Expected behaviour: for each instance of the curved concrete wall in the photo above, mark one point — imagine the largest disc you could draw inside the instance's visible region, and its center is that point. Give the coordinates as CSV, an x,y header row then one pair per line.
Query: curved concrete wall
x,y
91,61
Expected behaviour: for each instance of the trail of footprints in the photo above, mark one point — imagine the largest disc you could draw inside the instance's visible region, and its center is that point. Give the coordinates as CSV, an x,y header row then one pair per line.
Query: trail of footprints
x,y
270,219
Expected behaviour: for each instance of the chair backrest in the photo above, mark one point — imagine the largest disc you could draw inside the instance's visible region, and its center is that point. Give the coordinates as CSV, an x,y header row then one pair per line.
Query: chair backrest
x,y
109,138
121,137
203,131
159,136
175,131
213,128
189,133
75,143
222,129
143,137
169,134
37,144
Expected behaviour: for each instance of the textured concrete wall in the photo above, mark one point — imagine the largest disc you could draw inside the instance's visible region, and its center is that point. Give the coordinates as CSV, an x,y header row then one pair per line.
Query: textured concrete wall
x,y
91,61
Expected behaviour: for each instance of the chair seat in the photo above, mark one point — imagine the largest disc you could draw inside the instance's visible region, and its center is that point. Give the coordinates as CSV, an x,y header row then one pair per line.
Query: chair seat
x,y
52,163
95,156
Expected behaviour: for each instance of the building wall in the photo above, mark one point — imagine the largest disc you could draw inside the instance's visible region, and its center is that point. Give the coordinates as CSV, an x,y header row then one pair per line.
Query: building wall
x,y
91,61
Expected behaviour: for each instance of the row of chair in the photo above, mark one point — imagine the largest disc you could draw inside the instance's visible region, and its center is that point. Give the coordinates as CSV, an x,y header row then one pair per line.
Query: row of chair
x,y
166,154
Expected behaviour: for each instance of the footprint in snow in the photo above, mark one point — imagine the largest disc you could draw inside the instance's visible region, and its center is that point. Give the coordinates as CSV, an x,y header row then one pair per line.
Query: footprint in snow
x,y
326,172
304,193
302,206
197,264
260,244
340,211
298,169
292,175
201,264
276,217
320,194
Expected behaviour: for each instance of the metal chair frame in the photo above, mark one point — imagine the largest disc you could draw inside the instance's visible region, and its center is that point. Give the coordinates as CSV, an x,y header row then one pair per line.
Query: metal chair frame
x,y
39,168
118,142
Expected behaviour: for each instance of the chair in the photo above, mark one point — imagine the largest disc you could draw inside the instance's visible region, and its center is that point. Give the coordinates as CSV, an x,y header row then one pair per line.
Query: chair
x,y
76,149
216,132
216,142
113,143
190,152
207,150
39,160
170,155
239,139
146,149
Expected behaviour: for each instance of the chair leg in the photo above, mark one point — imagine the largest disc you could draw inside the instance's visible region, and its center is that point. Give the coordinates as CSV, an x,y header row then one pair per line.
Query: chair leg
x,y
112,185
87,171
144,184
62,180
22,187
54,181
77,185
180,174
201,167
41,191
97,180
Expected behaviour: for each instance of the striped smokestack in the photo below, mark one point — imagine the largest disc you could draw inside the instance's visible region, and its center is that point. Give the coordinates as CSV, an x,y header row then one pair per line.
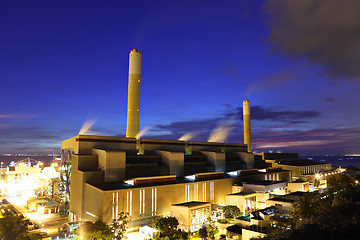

* * *

_Problem statement_:
Transcribe every record above word for word, leaving out the pictures.

_Reply to the exercise_:
Expected behaviour: for each instance of the curved concrete wall in the photo above, mark one point — imagine the largest disc you could draw inside the instance's visible region, and its center is that point. Give the coordinates as CSV, an x,y header row then one pair per line.
Query: curved concrete wall
x,y
91,61
Expected behaviour: for each instance of the trail of footprints in the photo above, mark one point — imagine the largest disc you could draw inside the instance's visible region, and its center is that point. Give the coordinates as CSV, an x,y header row then one pair per line.
Query: trail of footprints
x,y
270,219
Expected behaviour: for each instance of the chair backrest in the photo above, mark one point — imagine the largest disc you could draw inside the instance's visible region, and its center is that point. Give the coordinates as CSV, an x,y header row then one pair per line.
Query: chair backrest
x,y
109,138
121,137
203,131
159,136
175,131
213,128
189,133
75,143
222,129
143,137
169,134
37,144
Expected behaviour: for each instance of the textured concrete wall in the photo above, mark one point — imagine the largest disc you could draw inside the instance's visible region, and its center is that point. Give the coordinates as CSV, an x,y header row then one pair per line.
Query: textured concrete wall
x,y
91,61
Expected behaviour: for each instance of the chair seat in the photo above, mark one point — imagine the largest disc you could draw inside the instance's visible region, and its center is that point. Give the coordinates as CSV, an x,y header row then one pair per line.
Query: chair seat
x,y
52,163
95,156
Expected behaviour: for each instance of the building wall in the photo above, mark one point — imagine the largest disc you could draw inside the instance's visible region, and its center is that point. Give the coordinates as CSV, an x,y header row then one pair per line.
Query: building wall
x,y
91,61
Expected behaviour: for each instance of the row of chair in the photo above, mark one point — imagine the largest disc you could draw inside the instance's visible region, and its center is that point. Give the coordinates as CSV, an x,y header row then one pair per line.
Query: row of chair
x,y
166,154
Expected behaviour: for each instance of the footprint in snow in the photo above, mark one point — imagine the largest disc you could draw inside the instance's visible region, and its center is that point. Give the coordinates as CSV, an x,y header row then one pair per line.
Query: footprint in snow
x,y
326,172
304,193
302,206
197,264
260,244
340,211
298,169
292,175
201,264
276,217
320,194
Expected behaviour: for each instance of the metal chair frame in the photo above, mark one point — imagine the largest disc you could draw inside the instance's visible region, and its center is that point. Give the coordinates as CSV, an x,y header row then one pair per line.
Query: metal chair frame
x,y
39,168
118,142
Expected behaviour: for each instance of the chair in the photo above, mark one point — imagine the largest disc you could draw inside the instance's visible region, and its center is that point. Give the coordinates as CSV, an x,y header row then one pair per line.
Query: chair
x,y
76,149
216,132
216,142
113,143
190,152
207,150
39,160
170,155
239,139
146,149
Expected behaviour: for each instance of the chair leg in the photo above, mark one point — imagine the largest disc you could draw inside the instance's visible region, and its center is that point. Give the coordinates as CSV, an x,y header row then one pair per line.
Query: chair leg
x,y
112,185
87,171
144,184
62,180
22,187
54,181
77,185
180,174
201,167
41,191
97,180
Expected behaviour: for each instance of the striped smokestack in the photo below, mark one point — imagine the largest disc you could draw inside the instance's visible region, and its center is that point. Give the coordinates as CSV, an x,y header row then one pair per line.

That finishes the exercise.